[WHAT IS REQUIRED]: No pictures belong in the answer. Repeat all the entries exactly.

[ENTRIES SUPPLIED]:
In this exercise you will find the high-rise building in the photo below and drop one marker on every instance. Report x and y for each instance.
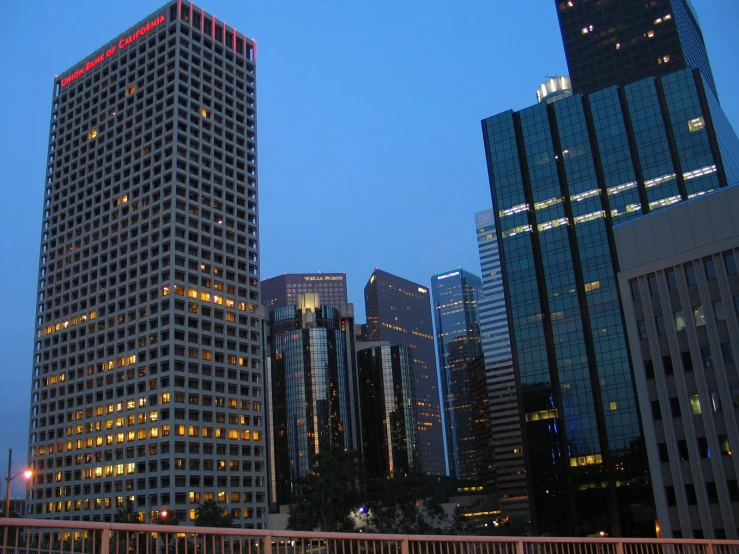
(147, 385)
(678, 278)
(387, 393)
(313, 397)
(510, 467)
(399, 312)
(561, 176)
(462, 369)
(283, 290)
(622, 41)
(553, 89)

[RESPONSE FOR THIS EXERCISE]:
In this exercise you will find the high-rise building in the photo below and drop one marker on every instance. Report x and y for each instance.
(147, 385)
(678, 278)
(387, 393)
(313, 397)
(510, 467)
(399, 312)
(561, 176)
(462, 369)
(283, 290)
(622, 41)
(553, 89)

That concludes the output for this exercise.